Forestry activists: Energy transition may be used to control land and forests

Jakarta – Forestry activists expressed their concerns about land and forest tenure practices behind the energy plantation forest (HTE) development scheme that will trigger deforestation and social exclusivity.

“The current issue of energy transition is only being used as an excuse to perpetuate forest and land acquisition amid the inability of companies to cultivate energy plantation forests,” said Anggi Putra Prayoga, Campaign and Policy Intervention Manager of Forest Watch Indonesia (FWI), in a discussion entitled ‘Energy Transition Concept as a Deforestation Threat in West Nusa Tenggara Province’.

The government is targeting the development of six million hectares of energy plantation forests (HTE) to use woody biomass, which is claimed to be renewable energy, to transition energy.

To achieve the 23 per cent mix target by 2025, the MoEF has issued Minister of Environment and Forestry Regulation No. 62/2019 on the Development of Industrial Forest Plantations to provide forest and land needs from state forest areas. This is to supply the final energy needs of coal substitutes that will be implemented in 52 PLTUs in Indonesia to be burned in the form of wood biomass produced from HTE.

▶ **INFORMATION GIVEN**:
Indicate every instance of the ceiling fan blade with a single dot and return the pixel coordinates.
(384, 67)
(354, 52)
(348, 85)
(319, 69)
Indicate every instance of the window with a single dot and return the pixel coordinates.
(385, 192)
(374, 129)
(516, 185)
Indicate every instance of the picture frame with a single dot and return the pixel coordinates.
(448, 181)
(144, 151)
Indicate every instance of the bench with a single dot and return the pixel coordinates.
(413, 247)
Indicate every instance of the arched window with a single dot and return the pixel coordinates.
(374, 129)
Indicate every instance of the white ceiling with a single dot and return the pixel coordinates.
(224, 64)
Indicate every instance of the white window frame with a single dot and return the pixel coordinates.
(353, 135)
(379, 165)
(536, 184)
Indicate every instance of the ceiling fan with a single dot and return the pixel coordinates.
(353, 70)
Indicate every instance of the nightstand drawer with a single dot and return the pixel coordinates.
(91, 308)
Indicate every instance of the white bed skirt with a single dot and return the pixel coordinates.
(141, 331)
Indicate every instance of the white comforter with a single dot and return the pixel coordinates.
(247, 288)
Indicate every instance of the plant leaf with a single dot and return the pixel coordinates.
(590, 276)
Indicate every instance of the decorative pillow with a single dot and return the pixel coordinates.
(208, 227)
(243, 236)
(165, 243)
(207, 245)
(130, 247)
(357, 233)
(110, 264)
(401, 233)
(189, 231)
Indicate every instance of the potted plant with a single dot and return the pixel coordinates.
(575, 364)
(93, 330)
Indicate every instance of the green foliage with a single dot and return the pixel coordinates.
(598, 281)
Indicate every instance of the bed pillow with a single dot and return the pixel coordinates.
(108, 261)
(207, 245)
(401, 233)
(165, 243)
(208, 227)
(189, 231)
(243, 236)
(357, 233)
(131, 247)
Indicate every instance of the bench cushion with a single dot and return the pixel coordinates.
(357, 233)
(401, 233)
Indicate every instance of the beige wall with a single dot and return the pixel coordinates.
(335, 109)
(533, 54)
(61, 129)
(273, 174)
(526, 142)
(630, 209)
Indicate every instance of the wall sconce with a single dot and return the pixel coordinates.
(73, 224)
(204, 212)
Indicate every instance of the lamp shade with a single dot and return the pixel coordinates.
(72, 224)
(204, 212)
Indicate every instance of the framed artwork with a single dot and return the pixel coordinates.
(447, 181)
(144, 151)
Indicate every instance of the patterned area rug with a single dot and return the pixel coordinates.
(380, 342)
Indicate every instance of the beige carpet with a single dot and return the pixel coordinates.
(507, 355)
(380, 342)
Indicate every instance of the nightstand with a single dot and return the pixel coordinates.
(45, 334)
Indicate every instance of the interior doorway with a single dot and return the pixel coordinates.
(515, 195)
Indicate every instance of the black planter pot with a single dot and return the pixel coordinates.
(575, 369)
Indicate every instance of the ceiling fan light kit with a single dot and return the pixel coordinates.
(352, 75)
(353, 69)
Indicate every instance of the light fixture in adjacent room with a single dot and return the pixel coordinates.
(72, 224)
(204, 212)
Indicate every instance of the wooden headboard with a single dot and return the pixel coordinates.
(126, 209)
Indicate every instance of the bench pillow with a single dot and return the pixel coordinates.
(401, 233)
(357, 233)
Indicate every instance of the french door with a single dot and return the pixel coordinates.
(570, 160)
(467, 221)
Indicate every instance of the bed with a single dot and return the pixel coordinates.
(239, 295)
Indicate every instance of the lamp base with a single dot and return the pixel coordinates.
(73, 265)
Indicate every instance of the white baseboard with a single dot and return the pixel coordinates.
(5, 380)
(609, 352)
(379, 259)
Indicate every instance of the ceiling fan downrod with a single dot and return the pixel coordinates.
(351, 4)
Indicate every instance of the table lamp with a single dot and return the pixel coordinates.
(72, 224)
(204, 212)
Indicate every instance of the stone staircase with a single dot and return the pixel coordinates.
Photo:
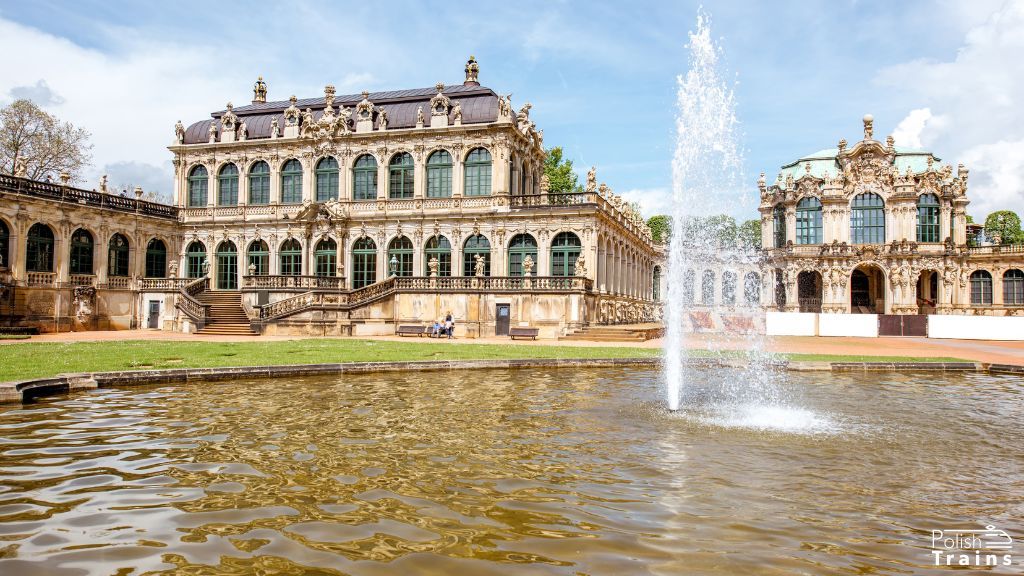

▶ **WORK INSTRUCTIONS**:
**1.** In the article on energy plantation forests, how many hectares of these forests is the government aiming to develop?
**2.** Carry on the article about energy plantation forests, picking up right after its final sentence.

▶ **THE RESPONSES**:
**1.** Six million hectares.

**2.**
Prayoga said that PT Sadana Arifnusa, one of the forest plantation companies in West Nusa Tenggara Province, has allocated 2,767 hectares to be planted with energy crops with acacia, eucalyptus and gmelina. However, Tirta from the West Nusa Tenggara Agrarian Reform Movement Alliance (AGRA NTB) found no energy crops planted by the company in PT Sadana Arifnusa’s concession.

“The natural resource conflict between PT Sadana Arifnusa and community groups in Sambelie is a portrait that the community does not fully recognise the company’s existence,” he said.

There are also concerns that social forestry governance will shift to energy plantations that are not in line with community preferences. Suyono from Transform explained that the preference for social forestry in West Nusa Tenggara is corn and not for plantation forests to meet the needs of pulp or wood biomass.

FWI projects that natural forest deforestation from energy transition projects could reach 4.65 million hectares (national aggregate). This value is calculated from the remaining natural forests within forest concessions, forest plantations, and social forestry concessions that have high accessibility to 52 co-firing power plants in Indonesia.

The co-firing policy is burning woody biomass as a substitute for coal (within a certain amount of 5-10 per cent). Through current policies, such as multi-business forestry concessions, forest plantations, and social forestry concessions, it is possible to transform licenses to energy forest plantations. (Hartatik)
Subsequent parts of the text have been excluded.